-- TESTO DELL'ESERCIZIO --
>>

Secondo il presidente della Wada, Richard Pound si tratta del “più esteso fenomeno di doping e corruzione della storia dello sport moderno”, un vero e proprio sistema criminogeno atto ad alterare migliaia di test antidoping, con la copertura delle più alte istituzioni sportive. L’inchiesta della Wada era nata dalle rivelazioni della tv tedesca Ard: “lo scandalo è più grave di quanto potessimo pensare – ha tuonato Pound – perché scientemente si sono fatti gareggiare atleti che dovevano essere fermati per la loro positività". La Wada menziona espressamente l’esistenza di una “cupola” composta dal presidente della federazione internazionale di atletica leggera (Iaaf), Lamine Diack, e di tecnici a lui vicini, tra cui i due figli, un consigliere economico ed il capo francese dell’antidoping, nonché i vertici politici e quelli dello sport russo.

Tutto in cambio di centinaia di migliaia di euro a testa, pagati ai tecnici dagli atleti trovati positivi sotto forma di tangenti, per non essere cancellati dalla Iaaf, ma non solo: il report accusa il direttore del laboratorio di Mosca, Grigory Rodchenko, di aver distrutto 1417 test per evitare che l’inchiesta potesse scoprire l’enorme truffa l’ordine sarebbe partito direttamente dal ministro Mutko. Nel report viene menzionato anche un “laboratorio-ombra” dove i test venivano controllati prima di approdare all’Antidoping ufficiale russo, cui ovviamente poi arrivavano solo gli esami che non presentavano anomalie. Durante l’Olimpiade di Sochi, i membri dei servizi segreti russi si sarebbero infiltrati nelle strutture antidoping per manipolare i risultati dei test degli atleti connazionali.

Per questo motivo, nel dossier si parla anche di “sabotaggio” dei Giochi Olimpici di Londra 2012 da parte della Russia, dato che quasi tutti atleti saliti sul podio o entrati in finale sarebbero stati dopati. Per la cronaca, la Russia vinse 8 ori, 4 argenti e 5 bronzi nell'atletica, seconda solo agli Usa. “Abbiamo trovato una quantità sconvolgente e incredibile di prove che dimostrano la totale manipolazione dei risultati dei più importante atleti russi degli ultimi dieci anni” sottolinea Pound. “Lo stesso ministro dello Sport russo non poteva non sapere quello che stava succedendo”.

La replica della Russia, affidata allo stesso Vitaly Mutko, fedelissimo di Putin, nega tutte le accuse: “Le conclusioni della commissione non sono sostenute da prove e non contengono fatti nuovi. La Russia non ha mai insabbiato i problemi legati al doping. Se ci sono stati casi di corruzione legati all'uso di sostanze proibite da parte di alcuni atleti, non potevamo esserne a conoscenza prima”. Il presidente dell'agenzia antidoping russa, Nikita Kamayev, ha parlato invece di “un rapporto in fase di bozza e di dichiarazioni senza l'ombra di una prova, tutte accuse al momento prive di fondamento”.

<<

-- DATI DELL'ESERCIZIO --
>>

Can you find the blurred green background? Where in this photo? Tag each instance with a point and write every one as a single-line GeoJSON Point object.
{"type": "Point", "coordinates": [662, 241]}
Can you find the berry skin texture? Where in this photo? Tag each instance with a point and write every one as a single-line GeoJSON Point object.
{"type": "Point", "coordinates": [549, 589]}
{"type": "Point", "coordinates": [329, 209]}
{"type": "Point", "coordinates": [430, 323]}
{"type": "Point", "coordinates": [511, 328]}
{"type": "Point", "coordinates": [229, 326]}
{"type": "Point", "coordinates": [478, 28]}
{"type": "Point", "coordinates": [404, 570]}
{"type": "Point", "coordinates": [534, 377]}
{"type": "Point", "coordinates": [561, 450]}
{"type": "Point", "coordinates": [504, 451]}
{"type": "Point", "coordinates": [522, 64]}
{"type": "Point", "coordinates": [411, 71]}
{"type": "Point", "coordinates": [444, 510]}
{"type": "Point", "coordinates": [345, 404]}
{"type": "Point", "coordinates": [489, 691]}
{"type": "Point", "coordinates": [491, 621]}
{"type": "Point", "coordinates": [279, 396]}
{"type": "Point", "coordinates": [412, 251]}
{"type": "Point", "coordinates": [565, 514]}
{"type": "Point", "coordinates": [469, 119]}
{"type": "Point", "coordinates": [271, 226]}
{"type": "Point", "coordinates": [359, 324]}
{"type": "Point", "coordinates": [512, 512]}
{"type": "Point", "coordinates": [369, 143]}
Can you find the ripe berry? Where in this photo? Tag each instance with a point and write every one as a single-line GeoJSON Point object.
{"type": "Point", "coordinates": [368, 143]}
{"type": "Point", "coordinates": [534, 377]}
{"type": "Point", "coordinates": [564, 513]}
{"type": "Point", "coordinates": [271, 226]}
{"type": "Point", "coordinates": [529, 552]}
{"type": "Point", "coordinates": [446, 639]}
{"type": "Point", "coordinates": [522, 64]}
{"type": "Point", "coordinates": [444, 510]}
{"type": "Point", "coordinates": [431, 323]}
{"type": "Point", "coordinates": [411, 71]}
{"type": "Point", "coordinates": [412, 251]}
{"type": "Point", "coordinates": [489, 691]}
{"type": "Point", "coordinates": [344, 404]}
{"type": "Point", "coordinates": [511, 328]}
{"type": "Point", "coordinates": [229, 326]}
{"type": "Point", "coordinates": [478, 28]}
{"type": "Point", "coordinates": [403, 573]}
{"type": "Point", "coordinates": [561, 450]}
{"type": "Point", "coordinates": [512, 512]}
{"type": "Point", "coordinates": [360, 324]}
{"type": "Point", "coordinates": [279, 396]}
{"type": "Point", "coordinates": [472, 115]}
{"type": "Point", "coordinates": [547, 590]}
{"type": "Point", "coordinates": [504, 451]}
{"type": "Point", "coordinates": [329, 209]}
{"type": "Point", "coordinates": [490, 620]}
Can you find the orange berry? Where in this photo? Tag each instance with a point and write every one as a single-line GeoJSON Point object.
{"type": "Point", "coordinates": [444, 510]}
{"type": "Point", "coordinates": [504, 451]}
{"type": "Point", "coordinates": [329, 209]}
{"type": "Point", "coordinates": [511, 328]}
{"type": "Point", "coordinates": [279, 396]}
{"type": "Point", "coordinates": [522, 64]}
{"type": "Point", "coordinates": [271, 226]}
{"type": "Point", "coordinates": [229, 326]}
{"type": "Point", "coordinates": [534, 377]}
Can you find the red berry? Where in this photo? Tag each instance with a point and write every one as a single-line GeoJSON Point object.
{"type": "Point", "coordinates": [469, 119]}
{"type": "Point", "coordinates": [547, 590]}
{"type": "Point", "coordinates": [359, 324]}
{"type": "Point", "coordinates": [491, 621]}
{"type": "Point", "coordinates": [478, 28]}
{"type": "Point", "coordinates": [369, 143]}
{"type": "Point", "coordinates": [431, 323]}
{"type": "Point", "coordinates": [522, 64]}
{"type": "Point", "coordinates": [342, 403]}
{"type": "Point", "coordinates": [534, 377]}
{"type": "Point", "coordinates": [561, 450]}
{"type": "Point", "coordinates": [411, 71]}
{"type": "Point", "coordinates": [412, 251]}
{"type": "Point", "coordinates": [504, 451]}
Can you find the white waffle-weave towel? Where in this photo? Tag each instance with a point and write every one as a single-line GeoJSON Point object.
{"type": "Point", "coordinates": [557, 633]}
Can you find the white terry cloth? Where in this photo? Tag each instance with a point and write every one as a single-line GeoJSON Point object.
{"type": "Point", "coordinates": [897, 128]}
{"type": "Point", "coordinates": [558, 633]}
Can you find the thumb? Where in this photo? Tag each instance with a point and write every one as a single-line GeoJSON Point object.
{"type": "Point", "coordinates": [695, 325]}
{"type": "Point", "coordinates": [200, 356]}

<<

-- DOMANDE DI STUDIO --
• a. Secondo il testo sul doping, quanti test avrebbe distrutto Grigory Rodchenko in base alle accuse del report?
• b. In base al testo sul doping, spiega in una o due frasi perché, secondo Pound, lo scandalo è più grave di quanto si potesse pensare.
• c. Ricopia dal testo sul doping tutto il brano che va da "Tutto in cambio" fino a "degli atleti connazionali.".
L'elenco è un materiale a sé, distinto dal testo.

-- SOLUZIONI DEGLI ESERCIZI --
• a. 1417 test.

• b. Secondo Pound lo scandalo è più grave del previsto perché si sono fatti gareggiare consapevolmente atleti che avrebbero dovuto essere fermati in quanto positivi ai test.

• c.
Tutto in cambio di centinaia di migliaia di euro a testa, pagati ai tecnici dagli atleti trovati positivi sotto forma di tangenti, per non essere cancellati dalla Iaaf, ma non solo: il report accusa il direttore del laboratorio di Mosca, Grigory Rodchenko, di aver distrutto 1417 test per evitare che l’inchiesta potesse scoprire l’enorme truffa l’ordine sarebbe partito direttamente dal ministro Mutko. Nel report viene menzionato anche un “laboratorio-ombra” dove i test venivano controllati prima di approdare all’Antidoping ufficiale russo, cui ovviamente poi arrivavano solo gli esami che non presentavano anomalie. Durante l’Olimpiade di Sochi, i membri dei servizi segreti russi si sarebbero infiltrati nelle strutture antidoping per manipolare i risultati dei test degli atleti connazionali.